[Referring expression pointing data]
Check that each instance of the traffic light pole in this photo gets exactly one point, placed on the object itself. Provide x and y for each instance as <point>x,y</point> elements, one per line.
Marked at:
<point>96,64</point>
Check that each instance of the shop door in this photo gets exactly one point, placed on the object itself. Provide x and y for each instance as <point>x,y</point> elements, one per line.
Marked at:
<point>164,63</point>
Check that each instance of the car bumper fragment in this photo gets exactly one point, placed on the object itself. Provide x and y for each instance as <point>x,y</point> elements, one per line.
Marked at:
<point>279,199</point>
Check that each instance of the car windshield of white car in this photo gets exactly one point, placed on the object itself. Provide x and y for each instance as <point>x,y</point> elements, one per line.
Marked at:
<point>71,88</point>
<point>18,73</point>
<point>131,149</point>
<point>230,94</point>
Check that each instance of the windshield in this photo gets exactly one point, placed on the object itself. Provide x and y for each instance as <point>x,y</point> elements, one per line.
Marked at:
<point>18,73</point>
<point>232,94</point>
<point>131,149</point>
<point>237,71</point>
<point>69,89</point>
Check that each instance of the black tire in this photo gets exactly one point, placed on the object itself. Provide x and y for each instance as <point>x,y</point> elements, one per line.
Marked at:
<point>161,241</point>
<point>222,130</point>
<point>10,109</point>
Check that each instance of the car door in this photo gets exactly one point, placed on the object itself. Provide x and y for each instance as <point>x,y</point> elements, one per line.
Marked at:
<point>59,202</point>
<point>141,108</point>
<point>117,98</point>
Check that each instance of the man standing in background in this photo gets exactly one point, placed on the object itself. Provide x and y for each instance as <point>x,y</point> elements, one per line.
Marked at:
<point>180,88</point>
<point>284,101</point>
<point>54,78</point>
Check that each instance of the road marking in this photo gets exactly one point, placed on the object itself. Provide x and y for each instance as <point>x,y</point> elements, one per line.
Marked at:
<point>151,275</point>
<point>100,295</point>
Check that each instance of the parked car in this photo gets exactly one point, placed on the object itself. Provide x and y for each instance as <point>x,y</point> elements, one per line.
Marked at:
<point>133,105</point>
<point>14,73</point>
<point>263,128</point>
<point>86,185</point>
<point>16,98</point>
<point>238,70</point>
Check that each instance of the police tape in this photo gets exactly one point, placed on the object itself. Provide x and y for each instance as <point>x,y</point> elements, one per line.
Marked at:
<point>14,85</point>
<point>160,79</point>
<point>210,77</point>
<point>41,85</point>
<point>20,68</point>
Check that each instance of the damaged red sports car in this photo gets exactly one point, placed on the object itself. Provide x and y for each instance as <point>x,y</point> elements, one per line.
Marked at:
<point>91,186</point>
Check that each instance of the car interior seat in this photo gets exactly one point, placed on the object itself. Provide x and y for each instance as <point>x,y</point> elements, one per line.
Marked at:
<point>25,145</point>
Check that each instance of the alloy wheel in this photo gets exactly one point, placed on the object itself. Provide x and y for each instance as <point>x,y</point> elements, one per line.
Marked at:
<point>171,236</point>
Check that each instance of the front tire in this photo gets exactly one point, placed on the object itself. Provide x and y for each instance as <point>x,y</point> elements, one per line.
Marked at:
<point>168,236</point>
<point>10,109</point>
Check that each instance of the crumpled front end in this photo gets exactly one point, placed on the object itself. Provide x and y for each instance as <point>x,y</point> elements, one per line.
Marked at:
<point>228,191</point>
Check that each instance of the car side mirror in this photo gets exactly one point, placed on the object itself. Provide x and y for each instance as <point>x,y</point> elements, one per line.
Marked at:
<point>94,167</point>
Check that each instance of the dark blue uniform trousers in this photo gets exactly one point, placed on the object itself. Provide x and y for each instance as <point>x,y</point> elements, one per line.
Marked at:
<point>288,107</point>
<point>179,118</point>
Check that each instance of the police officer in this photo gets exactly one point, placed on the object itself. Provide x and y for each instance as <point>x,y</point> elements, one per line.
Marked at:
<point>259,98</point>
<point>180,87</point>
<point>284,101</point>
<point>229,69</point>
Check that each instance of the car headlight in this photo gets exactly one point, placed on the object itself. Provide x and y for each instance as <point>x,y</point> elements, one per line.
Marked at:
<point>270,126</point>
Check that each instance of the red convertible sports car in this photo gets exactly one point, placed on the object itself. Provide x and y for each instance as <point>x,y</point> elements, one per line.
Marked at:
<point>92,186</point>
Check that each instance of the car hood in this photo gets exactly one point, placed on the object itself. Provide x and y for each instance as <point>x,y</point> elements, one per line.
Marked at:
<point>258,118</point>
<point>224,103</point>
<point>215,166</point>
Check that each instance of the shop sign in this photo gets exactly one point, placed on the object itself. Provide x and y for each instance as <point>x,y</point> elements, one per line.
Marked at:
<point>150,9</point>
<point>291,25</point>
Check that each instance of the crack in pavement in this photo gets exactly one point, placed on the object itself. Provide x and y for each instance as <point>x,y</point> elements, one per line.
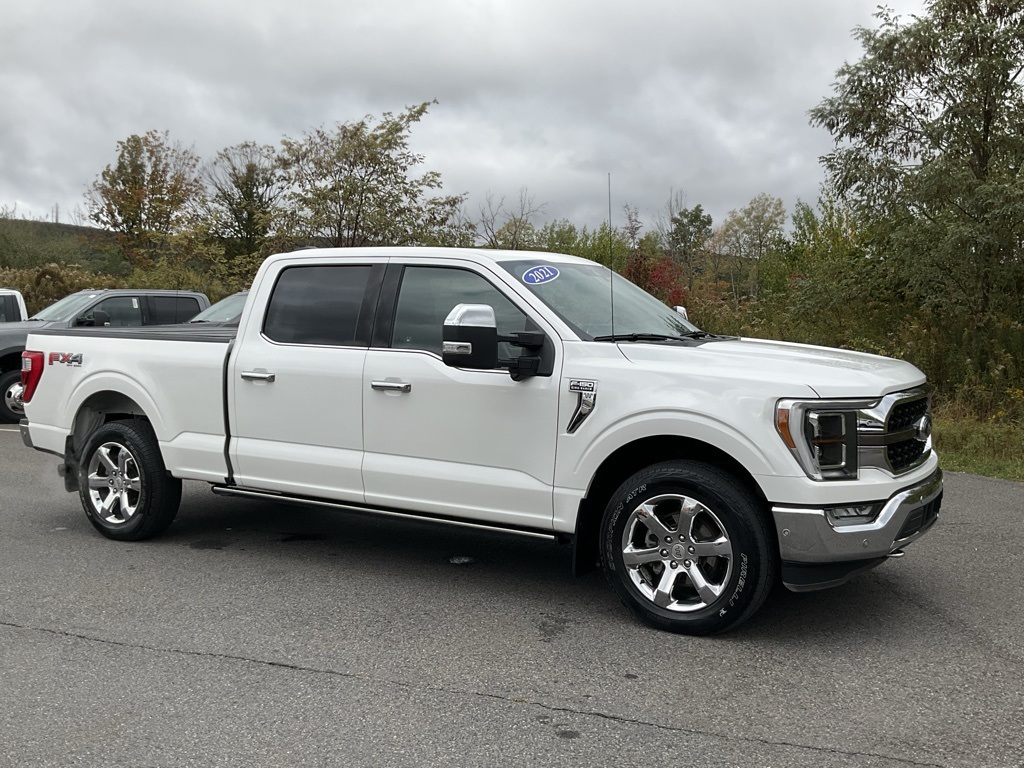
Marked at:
<point>458,691</point>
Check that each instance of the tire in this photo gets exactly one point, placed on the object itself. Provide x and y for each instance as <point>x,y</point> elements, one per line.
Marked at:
<point>125,488</point>
<point>9,413</point>
<point>701,581</point>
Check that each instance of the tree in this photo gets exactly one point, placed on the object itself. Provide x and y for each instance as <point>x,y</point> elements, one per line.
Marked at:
<point>691,229</point>
<point>245,189</point>
<point>513,230</point>
<point>354,185</point>
<point>929,131</point>
<point>747,237</point>
<point>147,196</point>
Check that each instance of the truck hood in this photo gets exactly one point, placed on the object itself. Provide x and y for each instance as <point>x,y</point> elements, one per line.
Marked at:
<point>830,373</point>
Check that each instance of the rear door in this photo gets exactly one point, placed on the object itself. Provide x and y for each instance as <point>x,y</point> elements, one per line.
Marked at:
<point>296,381</point>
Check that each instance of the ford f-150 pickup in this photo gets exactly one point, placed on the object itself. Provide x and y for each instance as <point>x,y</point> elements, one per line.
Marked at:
<point>534,393</point>
<point>90,307</point>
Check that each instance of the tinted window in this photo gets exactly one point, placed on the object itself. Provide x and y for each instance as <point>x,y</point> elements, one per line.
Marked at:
<point>316,305</point>
<point>428,294</point>
<point>172,308</point>
<point>123,310</point>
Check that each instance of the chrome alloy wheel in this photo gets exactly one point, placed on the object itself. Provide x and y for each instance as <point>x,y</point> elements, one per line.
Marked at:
<point>115,483</point>
<point>677,553</point>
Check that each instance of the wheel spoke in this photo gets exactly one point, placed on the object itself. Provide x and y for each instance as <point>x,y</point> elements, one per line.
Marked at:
<point>633,557</point>
<point>709,592</point>
<point>645,513</point>
<point>107,503</point>
<point>663,595</point>
<point>687,513</point>
<point>718,548</point>
<point>103,454</point>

• **Task requirements**: A word-for-word copy of all the data, without pictures, is the expected output.

• **Solution for this problem**:
Check that each instance of the traffic light pole in this photo gets exactly one point, placed on the object itself. Provide x and y for each instance as <point>x,y</point> elements, one per line.
Marked at:
<point>96,64</point>
Check that each instance of the shop door in this photo gets exactly one point, placed on the object itself. Provide x and y for each instance as <point>x,y</point> elements, one per line.
Marked at:
<point>164,63</point>
Check that each instance of the car bumper fragment in this photo gets exactly one point, placed on the object itself. Provide x and y for each instance as <point>x,y</point> elements, one per line.
Marked at:
<point>279,199</point>
Check that each instance of the car windshield of white car in this photo gets exactly one point, placed on the object itself. Provide x and y for each instance as <point>x,y</point> elements, one per line.
Marked at:
<point>71,88</point>
<point>18,73</point>
<point>131,149</point>
<point>230,94</point>
Check that each instance of the windshield in this photo gets exactly one point, placed on the object itself. Provide x and y for each instance as <point>x,y</point> elements, one per line.
Marked at:
<point>18,73</point>
<point>232,94</point>
<point>131,149</point>
<point>237,71</point>
<point>69,89</point>
Check that each instance of the black tire in this photo gets exactly one point, placed on the object itself. Provide x and y for each instance as <point>x,y</point> elements, one per line.
Marked at:
<point>161,241</point>
<point>222,130</point>
<point>10,109</point>
Check that each instance of the car door in this photo gets exactly one point, placed on the object itself. Provide x and y for each instance as <point>x,y</point> elements, one per line.
Marked at:
<point>59,202</point>
<point>141,108</point>
<point>117,98</point>
Check that each instance of the man standing in background in this photo gets exactly one point, placed on the object itself. Provide x and y for each instance as <point>x,y</point> elements, one per line.
Marked at:
<point>180,88</point>
<point>284,101</point>
<point>54,78</point>
Check that each instance of the road marking in this photo gets exactly one point, placed on the object itself. Provide x and y for each instance as <point>x,y</point> elements, one per line.
Marked at:
<point>151,275</point>
<point>100,295</point>
Check that each instance of the parked car in this photo gets exactly one point, placed on the object itself. Provide x and y for each instance as <point>x,y</point> elements, one per line.
Marked at:
<point>133,105</point>
<point>14,73</point>
<point>263,128</point>
<point>86,185</point>
<point>16,98</point>
<point>238,70</point>
Check that each instance of the police tape in this photo gets exactly one point, placed on the object itself. Provide x and y for each instance as <point>x,y</point> elements, one per line.
Marked at:
<point>14,85</point>
<point>160,79</point>
<point>210,77</point>
<point>41,85</point>
<point>20,68</point>
Check that each instance of the damaged red sports car in this photo gets exactly one point, placed on the object itself. Provide x and y for each instance as <point>x,y</point> elements, one per line.
Marked at:
<point>91,186</point>
Check that each instance of the car interior seat in this photo gets exactly one point, placed on the object itself. Provide x and y for each instance as <point>x,y</point> elements, one per line.
Marked at:
<point>25,145</point>
Check that each instance of the alloy wheel in this photo gets exactly one point, placed on the object itself. Provide x and y for each instance as <point>x,y</point> elements, one per line.
Marked at:
<point>171,236</point>
Check that each instance of the front tire in this photo gets exactly one point, placed on the object itself. Provide x and y for each instance as <point>x,y</point> elements, one per line.
Marked at:
<point>168,236</point>
<point>10,109</point>
Check that each instance of the crumpled front end in this photo gets exactly one point, placed on the object itself. Provide x and y for each instance as <point>x,y</point> elements, one per line.
Marked at:
<point>228,191</point>
Check that each instance of the car side mirror in this photo gets exactly one point, placed on the object itself. Provide x and y for each instance as <point>x,y</point> elements, one per line.
Marked at:
<point>94,167</point>
Check that each instance of the dark blue uniform trousers in this photo gets exactly one point, placed on the object itself. Provide x and y for each instance as <point>x,y</point> elements, one per line.
Marked at:
<point>288,107</point>
<point>179,118</point>
Check that each instance of the police officer in this photo gets exactly one point, placed on the object itself. Provide x and y for each instance as <point>x,y</point> elements, one per line.
Marked at:
<point>259,98</point>
<point>180,87</point>
<point>284,101</point>
<point>229,69</point>
Check that each instance of the car headlight in this photo gets exactly one point, placed on the object itself. Provide x and y for each instance as <point>x,y</point> elements, one per line.
Marked at:
<point>270,126</point>
Check that each instance of the red convertible sports car in this photo gets exactly one point, placed on the object itself. Provide x and y for each instance as <point>x,y</point> elements, one per line.
Marked at:
<point>92,186</point>
Check that each instance of the car hood in this photo gets exactly one point, placed on the object itself. Provide x and y for each instance as <point>x,y</point> elements, one per line.
Marked at:
<point>258,118</point>
<point>224,103</point>
<point>215,166</point>
Check that each instance of the shop sign in this photo gets exactly one point, placed on the object itself. Provide x and y for each instance as <point>x,y</point> elements, one per line.
Marked at:
<point>150,9</point>
<point>291,25</point>
Check that each instance of the crack in pavement in this photo gets exactly one point, placed on the object itself. Provide x and y for each instance as <point>x,y</point> elements, one per line.
Marked at:
<point>458,691</point>
Check that each instance of the tire in this photo gets exactly one point, placed on the object itself. Provide x and y for each instance as <point>x,y</point> elements, one per line.
Marked at:
<point>125,488</point>
<point>9,413</point>
<point>701,581</point>
Check that each instance of the tree in this photo gets exactly one point, placed on the object itself. Provide x and y for each instance as <point>x,y</point> elements, one per line.
Marked at:
<point>691,229</point>
<point>245,189</point>
<point>513,230</point>
<point>354,185</point>
<point>929,131</point>
<point>747,237</point>
<point>147,196</point>
Check that each instance of the truck hood in this photo gets exactly one point, placed on the object itself. Provide x and y for each instance as <point>x,y</point> elements, one per line.
Marked at:
<point>830,373</point>
Check that each instance of the rear door in this photo gets exactly one point, placed on the object itself. Provide x and y for each instance as <point>x,y</point> elements, one per line.
Marked at:
<point>296,381</point>
Check that each instance of the ford f-150 pickup in this photo gets exactly one point, placed on the object itself. Provide x and y for each instance as <point>x,y</point> elements, one per line.
Marked at:
<point>534,393</point>
<point>90,307</point>
Check that each instance of the tinted window in this photo gets exactly one point, placed on the object itself. Provide x and y for each instance as <point>x,y</point> elements, one per line.
Marked at:
<point>316,305</point>
<point>428,294</point>
<point>172,308</point>
<point>123,310</point>
Check that each instance of the chrome alloy wheel in this photo gets exactly one point, placed on the object itself. Provide x and y for each instance as <point>x,y</point> elements, one per line.
Marked at:
<point>115,483</point>
<point>677,553</point>
Check that each instance of the wheel spoke in this photo gets exactly one point, placed on the object itself. Provide x and y for each instance as <point>x,y</point> elements, one per line.
Marked at:
<point>633,557</point>
<point>709,592</point>
<point>645,513</point>
<point>107,503</point>
<point>663,595</point>
<point>687,513</point>
<point>718,548</point>
<point>103,454</point>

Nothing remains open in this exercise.